- **KUTIPAN TERPILIH**
■ ■ ■

Perlu Penguatan Badan Otoritas Pelabuhan pasca Merger Pelindo

Sekjen IMLOW, Achmad Ridwan Tentowi

SEJAK  1 Oktober 2021, merger atau penggabungan empat Badan Usaha Milik Negara (BUMN) Layanan Jasa Pelabuhan, yaitu Perusahaan Perseroan (Persero) PT Pelabuhan Indonesia I, Perusahaan Perseroan (Persero) PT Pelabuhan Indonesia III, dan Perusahaan Perseroan (Persero) PT Pelabuhan Indonesia IV, secara resmi telah terlaksana.

Merger tersebut direspon postif berbagai kalangan masyarakat dan pelaku usaha sebagai upaya memperkuat BUMN Kepelabuhanan nasional sekaligus mendorong program Pemerintah RI untuk lebih mengfektifkan layanan jasa kepelabuhanan dan mengefisiensikan biaya logistik di tanah air.

■ ■ ■

(Catatan mentah)
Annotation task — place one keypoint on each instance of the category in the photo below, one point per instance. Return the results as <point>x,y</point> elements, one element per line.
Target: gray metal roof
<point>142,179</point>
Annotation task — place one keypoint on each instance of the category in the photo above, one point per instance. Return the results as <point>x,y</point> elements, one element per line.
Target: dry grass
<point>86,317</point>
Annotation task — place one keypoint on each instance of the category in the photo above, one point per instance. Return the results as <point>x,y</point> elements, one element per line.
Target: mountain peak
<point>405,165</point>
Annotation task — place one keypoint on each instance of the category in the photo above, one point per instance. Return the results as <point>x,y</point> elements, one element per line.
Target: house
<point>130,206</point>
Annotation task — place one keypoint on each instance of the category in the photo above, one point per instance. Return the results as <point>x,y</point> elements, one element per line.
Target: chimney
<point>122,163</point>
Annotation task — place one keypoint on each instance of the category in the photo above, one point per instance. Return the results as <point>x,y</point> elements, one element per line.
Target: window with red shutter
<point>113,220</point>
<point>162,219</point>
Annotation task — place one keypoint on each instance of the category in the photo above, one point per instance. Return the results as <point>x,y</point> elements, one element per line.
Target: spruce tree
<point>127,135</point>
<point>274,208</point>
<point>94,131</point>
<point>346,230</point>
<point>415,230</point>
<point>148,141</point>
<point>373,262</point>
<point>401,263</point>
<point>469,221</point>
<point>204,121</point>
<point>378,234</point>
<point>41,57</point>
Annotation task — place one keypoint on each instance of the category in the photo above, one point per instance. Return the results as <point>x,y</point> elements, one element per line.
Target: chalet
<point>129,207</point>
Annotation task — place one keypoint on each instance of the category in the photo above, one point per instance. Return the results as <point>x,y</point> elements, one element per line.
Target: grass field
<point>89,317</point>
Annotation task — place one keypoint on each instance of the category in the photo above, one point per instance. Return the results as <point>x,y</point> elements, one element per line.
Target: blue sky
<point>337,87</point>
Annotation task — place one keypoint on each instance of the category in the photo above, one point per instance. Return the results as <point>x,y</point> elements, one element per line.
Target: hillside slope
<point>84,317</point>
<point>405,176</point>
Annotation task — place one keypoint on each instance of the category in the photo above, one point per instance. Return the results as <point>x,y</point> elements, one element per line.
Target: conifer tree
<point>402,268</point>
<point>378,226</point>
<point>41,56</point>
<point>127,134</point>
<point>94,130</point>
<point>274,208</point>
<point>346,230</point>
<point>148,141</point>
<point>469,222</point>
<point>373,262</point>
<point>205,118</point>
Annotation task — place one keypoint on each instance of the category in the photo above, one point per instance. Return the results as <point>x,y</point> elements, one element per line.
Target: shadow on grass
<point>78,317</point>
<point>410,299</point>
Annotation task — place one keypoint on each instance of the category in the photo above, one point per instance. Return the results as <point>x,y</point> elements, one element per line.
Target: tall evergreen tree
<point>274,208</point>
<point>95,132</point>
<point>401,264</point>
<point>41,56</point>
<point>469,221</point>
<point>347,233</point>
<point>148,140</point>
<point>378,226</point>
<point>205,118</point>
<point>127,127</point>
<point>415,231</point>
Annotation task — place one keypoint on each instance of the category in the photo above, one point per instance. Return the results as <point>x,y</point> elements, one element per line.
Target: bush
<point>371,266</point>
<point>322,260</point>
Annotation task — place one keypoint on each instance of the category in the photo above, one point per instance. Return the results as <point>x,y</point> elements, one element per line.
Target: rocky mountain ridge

■ ■ ■

- **DAFTAR TUGAS**
1/ Sebutkan setiap singkatan yang seluruhnya ditulis dengan huruf kapital dalam kutipan tentang merger Pelindo. Cukup satu kali untuk tiap singkatan.
2/ Tuliskan kembali baris-baris catatan mulai dari awal catatan sampai baris yang memuat "<point>142,179</point>", dengan kedua ujungnya ikut disalin.

- **JAWABAN SETIAP TUGAS**
1/ IMLOW, BUMN, PT, RI

2/
Annotation task — place one keypoint on each instance of the category in the photo below, one point per instance. Return the results as <point>x,y</point> elements, one element per line.
Target: gray metal roof
<point>142,179</point>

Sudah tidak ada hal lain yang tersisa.